§ **Task to carry out**
What follows is a listing; restate all of it word for word.

§ **Exercise material**

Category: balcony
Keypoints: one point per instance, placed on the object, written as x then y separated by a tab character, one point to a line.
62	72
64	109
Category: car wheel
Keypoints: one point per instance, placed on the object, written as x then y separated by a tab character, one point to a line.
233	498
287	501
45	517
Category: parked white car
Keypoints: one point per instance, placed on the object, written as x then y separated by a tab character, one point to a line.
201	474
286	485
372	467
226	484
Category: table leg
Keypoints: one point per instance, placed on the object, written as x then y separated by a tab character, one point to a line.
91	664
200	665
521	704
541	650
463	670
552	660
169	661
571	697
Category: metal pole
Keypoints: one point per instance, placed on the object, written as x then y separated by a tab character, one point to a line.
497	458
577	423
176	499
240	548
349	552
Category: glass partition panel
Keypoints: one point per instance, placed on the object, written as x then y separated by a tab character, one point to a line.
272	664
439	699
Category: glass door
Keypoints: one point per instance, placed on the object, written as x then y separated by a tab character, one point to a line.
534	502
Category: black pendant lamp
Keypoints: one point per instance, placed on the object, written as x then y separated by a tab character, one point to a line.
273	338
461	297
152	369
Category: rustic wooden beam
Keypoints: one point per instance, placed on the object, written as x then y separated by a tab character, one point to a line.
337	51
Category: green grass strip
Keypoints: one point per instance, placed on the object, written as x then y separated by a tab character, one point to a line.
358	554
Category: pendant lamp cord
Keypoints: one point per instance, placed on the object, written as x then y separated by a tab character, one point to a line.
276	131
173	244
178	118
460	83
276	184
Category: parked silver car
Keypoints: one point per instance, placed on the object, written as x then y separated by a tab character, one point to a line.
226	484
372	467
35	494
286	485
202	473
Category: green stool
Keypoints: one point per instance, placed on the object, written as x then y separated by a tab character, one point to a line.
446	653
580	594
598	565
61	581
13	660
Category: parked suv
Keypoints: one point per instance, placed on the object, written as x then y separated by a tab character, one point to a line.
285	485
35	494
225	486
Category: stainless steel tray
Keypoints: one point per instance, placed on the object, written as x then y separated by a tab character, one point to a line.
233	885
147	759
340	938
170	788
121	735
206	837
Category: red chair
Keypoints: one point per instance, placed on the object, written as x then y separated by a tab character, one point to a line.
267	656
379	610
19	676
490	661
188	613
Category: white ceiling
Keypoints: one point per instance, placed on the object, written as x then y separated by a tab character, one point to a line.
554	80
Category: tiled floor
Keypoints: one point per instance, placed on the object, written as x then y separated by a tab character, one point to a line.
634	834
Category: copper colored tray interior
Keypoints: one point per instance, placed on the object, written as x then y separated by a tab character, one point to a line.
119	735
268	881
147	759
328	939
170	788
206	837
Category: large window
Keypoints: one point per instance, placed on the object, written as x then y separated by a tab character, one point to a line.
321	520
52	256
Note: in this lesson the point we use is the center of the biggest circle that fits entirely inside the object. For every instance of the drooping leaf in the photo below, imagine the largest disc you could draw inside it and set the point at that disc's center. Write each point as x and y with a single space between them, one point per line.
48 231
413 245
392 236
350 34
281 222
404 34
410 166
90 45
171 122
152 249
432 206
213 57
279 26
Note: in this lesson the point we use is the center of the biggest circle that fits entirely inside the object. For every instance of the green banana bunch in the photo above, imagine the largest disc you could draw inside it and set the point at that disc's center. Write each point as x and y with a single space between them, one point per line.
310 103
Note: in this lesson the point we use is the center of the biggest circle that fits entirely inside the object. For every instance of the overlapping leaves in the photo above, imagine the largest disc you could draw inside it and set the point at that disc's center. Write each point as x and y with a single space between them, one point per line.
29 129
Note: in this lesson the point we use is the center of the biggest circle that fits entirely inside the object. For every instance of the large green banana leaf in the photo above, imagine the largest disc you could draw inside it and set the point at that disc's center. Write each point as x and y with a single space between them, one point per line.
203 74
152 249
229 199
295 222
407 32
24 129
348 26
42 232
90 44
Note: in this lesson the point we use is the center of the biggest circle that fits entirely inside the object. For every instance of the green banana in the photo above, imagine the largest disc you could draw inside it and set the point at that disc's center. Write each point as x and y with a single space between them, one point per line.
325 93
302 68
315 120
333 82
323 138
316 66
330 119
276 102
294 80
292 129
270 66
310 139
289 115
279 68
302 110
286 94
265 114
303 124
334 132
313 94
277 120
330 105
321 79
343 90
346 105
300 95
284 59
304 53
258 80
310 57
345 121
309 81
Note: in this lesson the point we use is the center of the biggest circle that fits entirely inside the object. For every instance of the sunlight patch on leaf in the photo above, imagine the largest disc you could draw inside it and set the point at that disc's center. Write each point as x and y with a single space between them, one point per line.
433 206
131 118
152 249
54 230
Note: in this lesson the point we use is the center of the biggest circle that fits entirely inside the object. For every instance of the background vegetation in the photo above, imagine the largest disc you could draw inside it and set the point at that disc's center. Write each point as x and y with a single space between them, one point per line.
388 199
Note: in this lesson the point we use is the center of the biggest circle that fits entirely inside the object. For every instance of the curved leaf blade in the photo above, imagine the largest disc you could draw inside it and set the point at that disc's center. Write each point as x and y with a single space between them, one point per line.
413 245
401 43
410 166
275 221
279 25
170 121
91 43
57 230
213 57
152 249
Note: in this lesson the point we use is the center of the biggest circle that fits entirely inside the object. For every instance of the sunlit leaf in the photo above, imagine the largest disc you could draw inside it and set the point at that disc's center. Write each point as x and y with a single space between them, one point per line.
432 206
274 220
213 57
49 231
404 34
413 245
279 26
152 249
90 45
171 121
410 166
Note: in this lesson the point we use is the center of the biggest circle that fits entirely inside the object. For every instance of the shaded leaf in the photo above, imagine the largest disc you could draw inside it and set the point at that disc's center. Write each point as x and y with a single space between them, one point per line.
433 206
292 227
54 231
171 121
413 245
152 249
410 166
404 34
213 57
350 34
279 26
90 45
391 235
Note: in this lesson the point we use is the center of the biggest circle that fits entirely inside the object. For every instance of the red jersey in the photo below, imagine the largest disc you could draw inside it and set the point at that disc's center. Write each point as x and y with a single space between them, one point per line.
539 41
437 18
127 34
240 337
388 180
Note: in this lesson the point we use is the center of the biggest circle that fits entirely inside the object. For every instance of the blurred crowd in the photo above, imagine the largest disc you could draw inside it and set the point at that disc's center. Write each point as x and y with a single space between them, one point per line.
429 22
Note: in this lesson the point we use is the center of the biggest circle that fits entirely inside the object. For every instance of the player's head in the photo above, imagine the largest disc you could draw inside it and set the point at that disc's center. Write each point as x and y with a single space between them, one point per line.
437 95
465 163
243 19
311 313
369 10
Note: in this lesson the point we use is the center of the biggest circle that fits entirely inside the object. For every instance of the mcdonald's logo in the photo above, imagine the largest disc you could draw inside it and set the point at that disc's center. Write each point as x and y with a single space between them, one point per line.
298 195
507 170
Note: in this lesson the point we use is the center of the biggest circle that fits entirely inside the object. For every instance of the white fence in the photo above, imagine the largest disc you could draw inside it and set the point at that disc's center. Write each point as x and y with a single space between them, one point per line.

§ **Result of the exercise**
Category: balcony
Keypoints: one point per instance, placed on the object, written as x then y separated by a tab character, one point to a line.
62	72
64	109
Category: car wheel
Keypoints: one point per instance, placed on the object, written as x then y separated by a tab character, one point to a line.
233	498
287	501
45	517
Category: parked white car
Keypoints: one point per instance, placed on the object, written as x then y separated by a tab character, one point to a line.
201	474
286	485
372	467
226	484
Category: table leg
Keypoints: one point per instance, placed on the object, written as x then y separated by a tab character, one point to a line.
91	664
200	665
521	704
541	650
463	670
552	660
169	661
571	697
Category: metal pole
Keypoints: one point per instance, placed on the object, written as x then y separated by a tab character, one point to a line.
497	458
577	423
176	499
240	548
349	552
Category: glass partition panel
Keypoints: one point per instance, placed on the object, written as x then y separated by a tab character, one point to a line.
272	664
439	699
Category: glass door
Keypoints: one point per instance, placed on the object, written as x then y separated by a tab character, one point to a line.
534	502
Category: black pendant lamp
Keypoints: one point per instance, placed on the object, written as x then y separated by a tab character, one point to a line.
273	338
461	297
152	369
Category: rustic wooden beam
Keypoints: one point per instance, placed on the object, written as x then y separated by a tab character, one point to a line.
337	51
Category: green grass strip
Keypoints: one point per instance, placed on the object, written as x then y separated by a tab character, one point to a line.
358	554
Category: pendant lamp cord
Keypoints: one point per instance, placed on the object, written as x then y separated by a tab character, one point to a line.
276	131
173	244
178	118
460	83
276	184
Category: parked silver car
Keypoints: one point per instance, placed on the object, written as x then y separated by a tab character, one point to a line.
226	484
372	467
35	494
286	485
202	473
Category: green stool
Keypoints: one point per instance, placed on the object, written as x then y separated by a tab character, one point to a line.
446	653
580	594
598	565
61	581
13	660
Category: parked suv
Keypoints: one point per instance, placed on the object, written as x then y separated by a tab character, one point to a line.
285	485
35	494
225	486
Category: stainless steel tray
Keypoints: one point per instance, placed on the object, written as x then y separated by a tab character, one point to a line.
233	885
147	759
340	938
170	788
121	735
206	837
Category: red chair
Keypoints: one point per instance, placed on the object, written as x then y separated by a tab character, one point to a line.
267	656
379	610
19	676
490	661
188	613
Category: white ceiling
Keypoints: one point per instance, placed on the object, written as x then y separated by a tab character, one point to a line.
554	80
Category: tiled floor
Keypoints: one point per instance, placed on the object, written as x then y separated by a tab character, one point to a line.
634	834
Category: copper colored tray interior
Keypoints: one point per instance, placed on the object, written as x then y separated by a tab character, one point to a line.
119	735
268	881
147	759
328	939
170	788
206	837
Category: large window
Keypoints: one point per instance, placed on the object, written as x then y separated by a tab character, one point to a line.
321	520
52	256
Note: in this lesson the point we use is the center of the biggest circle that fits entirely inside the object. For every instance of the drooping leaf in the photo below, imagine the largest disc you could draw inside it and set the point at that disc's center. Write each point as x and y with a single space between them, one point per line.
48 231
413 245
392 236
350 34
281 222
404 34
410 166
90 45
171 122
152 249
432 206
213 57
279 26
Note: in this lesson the point we use is the center of the biggest circle that fits entirely inside the object. For every instance of the green banana bunch in the photo above, imagine the largest disc you could draw inside it and set the point at that disc's center. Write each point as x and y with a single space between them, one point per line.
310 103
Note: in this lesson the point we use is the center of the biggest circle that fits entirely inside the object. For every instance of the overlapping leaves in the photo above, imagine the largest disc you could draw inside it and set the point at that disc's center. Write each point as x and y with a single space between them, one point per line.
29 129
Note: in this lesson the point we use is the center of the biggest circle that fits entirely inside the object. For every instance of the large green banana leaf in the photo above, imagine the largest disc you could draw inside it and set the point at that disc's center. Write each point as x and y with a single space between them, one point per line.
203 74
152 249
229 199
295 222
407 32
24 129
348 26
42 232
90 44
Note: in this lesson the point we use is the center of the biggest circle that fits entirely inside the object. For every instance of the green banana in the photo above, imagine the largest disc you could draw inside it and set the point at that disc's center. Write each point as x and y with a single space between them, one point per line.
325 93
302 68
315 120
333 82
323 138
316 66
330 119
276 102
294 80
292 129
270 66
310 139
289 115
279 68
302 110
286 94
265 114
303 124
334 132
313 94
277 120
330 105
321 79
343 90
346 105
300 95
284 59
304 53
258 80
310 57
345 121
309 81
Note: in this lesson the point we use is the center of the biggest circle that fits entirely inside the object. For every instance of the sunlight patch on leaf in the photo above, imagine the largest disc you could draw inside it and set the point at that disc's center. Write each point as x and y with a single space between them, one point per line.
433 206
131 118
152 249
54 230
Note: in this lesson the point we use is the center of the biggest circle that fits entirely inside the object. For every instance of the background vegetation in the photo above, imagine the largest disc you could draw inside it and set the point at that disc's center. Write each point as x and y with a single space between them, one point per line.
388 199
Note: in this lesson the point we use is the center of the biggest circle that fits entirely inside the object. For every instance of the curved leaf blade in the photo above, imagine the largest disc you could draw inside it and set the point at that disc's center. Write each point as x and y with a single space between them, one point per line.
413 245
401 43
410 166
275 221
279 25
170 121
91 43
57 230
213 57
152 249
Note: in this lesson the point we use is the center of the biggest circle that fits entirely inside the object. For every instance of the sunlit leaf in the photo above, imagine the largest disc you could draw inside it and set the point at that disc's center. Write each point as x and y with a single space between them, one point per line.
432 206
274 220
213 57
49 231
404 34
413 245
279 26
152 249
90 45
171 121
410 166
Note: in this lesson the point we use is the center of the biggest circle that fits entirely inside the object. For every instance of the shaded leaf in the photo above, imagine the largest disc you could draw inside it and set the point at that disc's center. Write each point as x and y with a single space between them, one point per line.
433 206
292 227
54 231
171 121
413 245
152 249
410 166
404 34
213 57
350 34
279 26
90 45
391 235
Note: in this lesson the point we use is the center of the biggest circle that fits entirely inside the object. For every instance of the red jersey in the photo below, imagine the largest disc you could draw inside it and set the point at that disc's center. Write each point as x and y with a single space between them, one point per line.
539 41
437 18
127 34
240 337
388 180
Note: in this lesson the point we use is the center of the biggest circle that fits entirely inside the object. For every instance of the blurred crowd in the photo above, imagine the largest disc you could draw inside it and set the point at that disc's center. Write each point as x and y with a single space between them, one point per line.
429 22
Note: in this lesson the point we use is the center of the biggest circle that fits entirely inside the object. For every instance of the player's head in the photo above, imagine the largest disc you could draw inside it and set the point at that disc's center. Write each point as x and y with a single space between them, one point per line.
437 95
465 163
243 19
311 313
369 10
Note: in this lesson the point we use is the center of the biggest circle that fits entirely inside the object. For every instance of the mcdonald's logo in the photo above, imagine the largest disc you could draw inside it and set the point at that disc's center. Write each point as x and y with a single space between them, one point per line.
298 195
507 170
Note: in this lesson the point we use is the center of the biggest circle that fits entirely inside the object. For every instance of the white fence in the photo above, imagine the largest disc you could draw inside it and set the point at that disc's center. Write each point as x and y with a single space between them, one point per line.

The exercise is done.